# Source extract:
** BEGIN **
Define the angular momentum \(\overrightarrow{\mathbf{L}}_{s}\) about the point \(S\) of a point-like particle as the vector product of the vector from the point \(S\) to the location of the object with the momentum of the particle,
\[\overrightarrow{\mathbf{L}}_{s}=\overrightarrow{\mathbf{r}}_{S} \times \overrightarrow{\mathbf{p}} \nonumber \]
The derived SI units for angular momentum are \(\left[\mathrm{kg} \cdot \mathrm{m}^{2} \cdot \mathrm{s}^{-1}\right]=[\mathrm{N} \cdot \mathrm{m} \cdot \mathrm{s}]=[\mathrm{J} \cdot \mathrm{s}]\). There is no special name for this set of units.
** END **
# Dataset content:
** BEGIN **
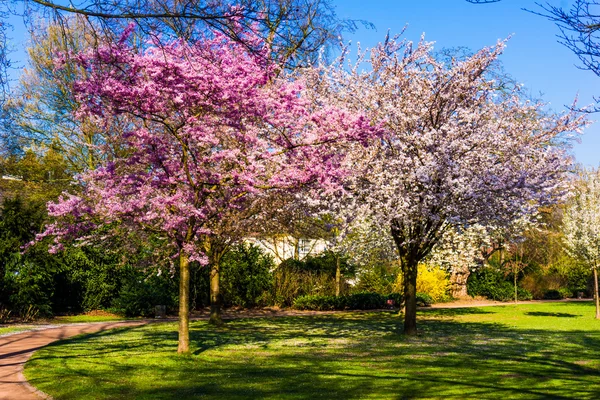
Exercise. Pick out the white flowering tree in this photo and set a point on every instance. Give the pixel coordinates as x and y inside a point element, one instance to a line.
<point>455,148</point>
<point>460,251</point>
<point>581,225</point>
** END **
# Stated task A:
According to the angular momentum excerpt, what are the derived SI units for angular momentum?
# Stated task B:
Carry on the angular momentum excerpt from its final sentence.
The material has no connection to the angular momentum text.

# Result A:
They are kg·m²·s⁻¹, which is equivalent to N·m·s and to J·s.

# Result B:
Because angular momentum is defined as a vector, we begin by studying its magnitude and direction. The magnitude of the angular momentum about \(S\) is given by
\[\left|\overrightarrow{\mathbf{L}}_{s}\right|=\left|\overrightarrow{\mathbf{r}}_{S}\right||\overrightarrow{\mathbf{p}}| \sin \theta \nonumber \]
where \(θ\) is the angle between the vectors and \(\overrightarrow{\mathrm{p}}\), and lies within the range \([0 \leq \theta \leq \pi]\) Analogous to the magnitude of torque, there are two ways to determine the magnitude of the angular momentum about S.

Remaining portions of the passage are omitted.